## EXERCISE DETAILS:
For the listing below, print exactly the lines from the line with "# spot one keypoint per instance of the motorcycle" to the line with "# spot one keypoint per instance of the white", both included, and nothing beyond them.

## INPUT FOR THIS TASK:
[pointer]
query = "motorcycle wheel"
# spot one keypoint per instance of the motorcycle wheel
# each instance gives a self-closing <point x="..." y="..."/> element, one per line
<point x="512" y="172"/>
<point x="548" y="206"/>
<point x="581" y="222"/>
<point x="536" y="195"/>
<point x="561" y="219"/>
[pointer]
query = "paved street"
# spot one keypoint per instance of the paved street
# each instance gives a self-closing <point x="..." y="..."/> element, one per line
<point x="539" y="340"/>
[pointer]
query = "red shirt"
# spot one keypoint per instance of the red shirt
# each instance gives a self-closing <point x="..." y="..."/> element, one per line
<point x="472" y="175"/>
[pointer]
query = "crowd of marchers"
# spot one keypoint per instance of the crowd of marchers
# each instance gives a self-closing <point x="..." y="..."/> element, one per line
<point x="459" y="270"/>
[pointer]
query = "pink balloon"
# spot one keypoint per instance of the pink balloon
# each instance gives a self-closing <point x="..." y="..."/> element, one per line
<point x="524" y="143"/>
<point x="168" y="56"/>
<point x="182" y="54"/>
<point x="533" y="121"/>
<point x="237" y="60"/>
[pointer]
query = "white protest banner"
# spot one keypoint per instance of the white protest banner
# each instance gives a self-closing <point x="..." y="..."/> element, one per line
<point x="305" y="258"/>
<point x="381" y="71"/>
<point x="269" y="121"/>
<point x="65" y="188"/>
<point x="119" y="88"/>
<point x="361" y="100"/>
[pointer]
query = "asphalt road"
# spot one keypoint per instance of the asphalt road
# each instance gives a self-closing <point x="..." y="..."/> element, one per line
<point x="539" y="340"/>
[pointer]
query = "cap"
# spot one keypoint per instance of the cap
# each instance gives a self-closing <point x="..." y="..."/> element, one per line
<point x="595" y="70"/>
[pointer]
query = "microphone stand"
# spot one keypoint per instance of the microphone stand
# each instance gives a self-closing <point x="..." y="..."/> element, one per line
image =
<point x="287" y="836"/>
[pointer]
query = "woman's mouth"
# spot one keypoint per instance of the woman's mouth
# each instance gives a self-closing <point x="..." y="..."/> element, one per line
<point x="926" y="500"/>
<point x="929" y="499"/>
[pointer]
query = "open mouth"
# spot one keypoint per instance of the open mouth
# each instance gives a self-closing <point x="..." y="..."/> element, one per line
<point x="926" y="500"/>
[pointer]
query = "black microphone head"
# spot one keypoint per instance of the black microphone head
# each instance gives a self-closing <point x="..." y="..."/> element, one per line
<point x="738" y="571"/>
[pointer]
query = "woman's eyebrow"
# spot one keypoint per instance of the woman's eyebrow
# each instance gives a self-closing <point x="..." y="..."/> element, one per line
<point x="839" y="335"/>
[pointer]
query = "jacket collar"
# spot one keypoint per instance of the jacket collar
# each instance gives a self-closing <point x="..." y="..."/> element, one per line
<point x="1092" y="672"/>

## RESPONSE TO THIS EXERCISE:
# spot one keypoint per instance of the motorcycle wheel
# each instance gives a self-closing <point x="..." y="..."/> element, one per line
<point x="512" y="172"/>
<point x="548" y="206"/>
<point x="581" y="222"/>
<point x="536" y="195"/>
<point x="561" y="219"/>
[pointer]
query = "paved street"
# spot one keypoint per instance of the paved street
# each instance gives a self-closing <point x="..." y="..."/> element, one per line
<point x="539" y="340"/>
[pointer]
query = "red shirt"
# spot one keypoint per instance of the red shirt
# each instance gives a self-closing <point x="..." y="..."/> element, one per line
<point x="472" y="175"/>
[pointer]
query = "crowd of marchers"
# spot one keypoint per instance of the crowd of marchers
# each instance gives a self-closing <point x="..." y="..."/> element, one per line
<point x="459" y="270"/>
[pointer]
query = "pink balloon"
# spot one keypoint per instance of the pink balloon
# each instance gives a self-closing <point x="..." y="..."/> element, one per line
<point x="524" y="143"/>
<point x="168" y="56"/>
<point x="182" y="54"/>
<point x="533" y="121"/>
<point x="237" y="60"/>
[pointer]
query = "white protest banner"
# spot one keypoint per instance of the white protest banner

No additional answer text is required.